▶ [SHORT EXERCISE]: What name does the column about the Civil War Photo Sleuth website give to the new identification process?

▶ [PASSAGE TO READ]:
:::::
By Kurt Luther
Since we launched the Civil War Photo Sleuth (CWPS) website in 2018, more than 33,000 identified Civil War photos have been added. About 20,000 of these photos were identified by museums or in reference books. The remaining, nearly 13,000 photos, were identified by CWPS users.
But how accurate are these IDs?
Anyone who has spent time on social media or on genealogy websites such as Ancestry.com and Find-a-Grave knows that misidentifications of Civil War photos run rampant in these forums. And, as I have shown in previous editions of this column, even public collections managed by professional curators and archivists are not immune from errors.
In his 2019 review of CWPS for the Journal of American History, historian M. Keith Harris noted the site’s unusual, Wikipedia-inspired editorial model. “By simply clicking on an image,” he wrote, “site users can add or change names, units, or other pertinent information without going through a verification process.” Harris saw this type of open access as “both a blessing and a curse” because contributors can add valuable information, but also misidentifications. Ultimately, he remained positive about the site’s future, but urged users to “proceed with caution.”
Harris’ comments echoed our own concerns, and those voiced by some of our users over the years. To remain a valuable resource, CWPS needed to help users better understand how photo identifications are made, in order to assess their trustworthiness and make more informed decisions. Therefore, with the invaluable assistance of our beta testers and broader user community, we took a close look at the current identification system in CWPS. In this column, I report on some of the challenges we uncovered with the previous system. I then describe the new identification process we developed, called DoubleCheck, to address these issues. I also share some early feedback from real users, including hobbyists, students and professional historians.
One issue with the previous system was that identified photos had little or no provenance information about how those IDs were determined. Photos were simply linked to soldier names and biographies. Users were not required to indicate if the ID came from a period inscription, a reference book, word-of-mouth from a family member, facial recognition or some other source. In fact, there was not an obvious place on the site for the user to provide this information even if they had it. Lacking this key information, users could not easily judge or trust the accuracy of the IDs. Furthermore, there was no easy way to tell the difference between old (already known) IDs copied from other sources, and IDs newly discovered using CWPS.
Another issue with the previous system was that it oversimplified the process of identifying a soldier photo. As any photo sleuth knows, investigations are complex, nuanced endeavors, and conclusions are not always black-and-white. The previous site only allowed users to link a photo to a name. They could not express their degree of confidence in the ID. Consequently, some users with low confidence would nevertheless make the ID, adding potential misinformation to the website. Other users would avoid suggesting a potential ID because they were not completely certain, thus abandoning a promising lead that the community could build on. If a user disagreed with an ID, their only course of action was to suggest a different ID; no way existed to simply refute the current one.
:::::
▶ [GIVEN MATERIAL]:
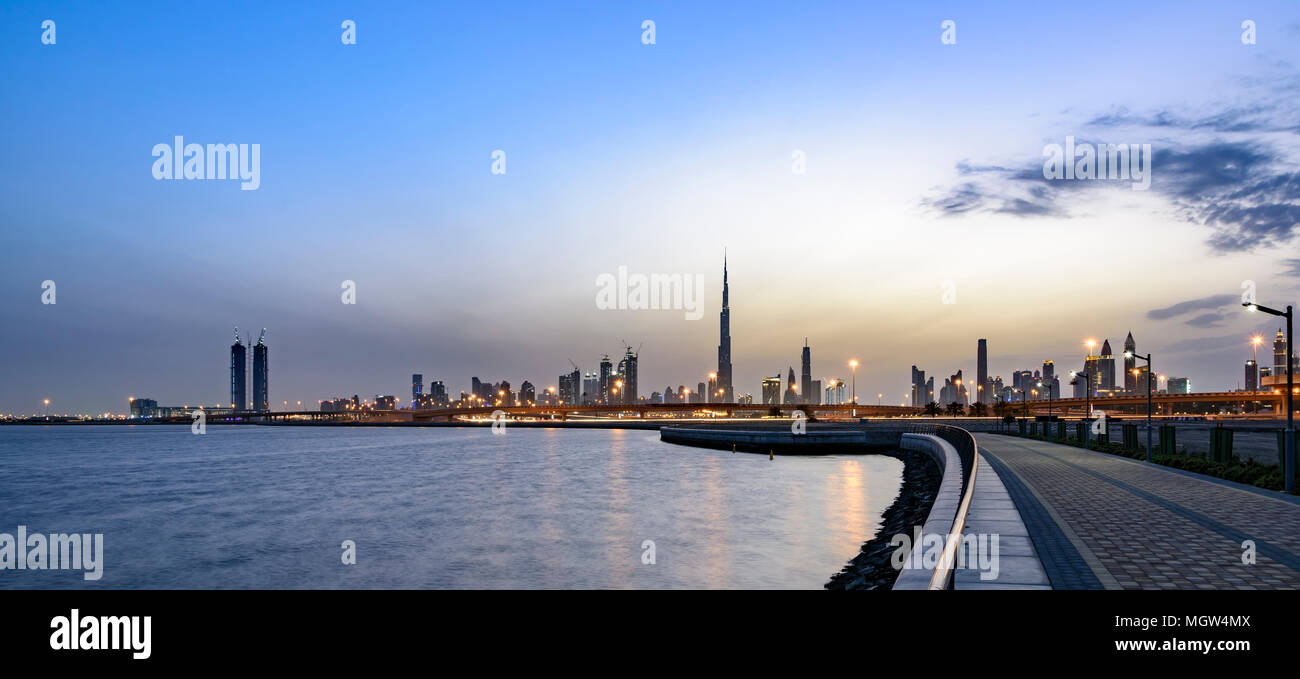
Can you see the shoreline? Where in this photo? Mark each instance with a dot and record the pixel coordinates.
(871, 567)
:::::
▶ [TASK ANSWER]: DoubleCheck.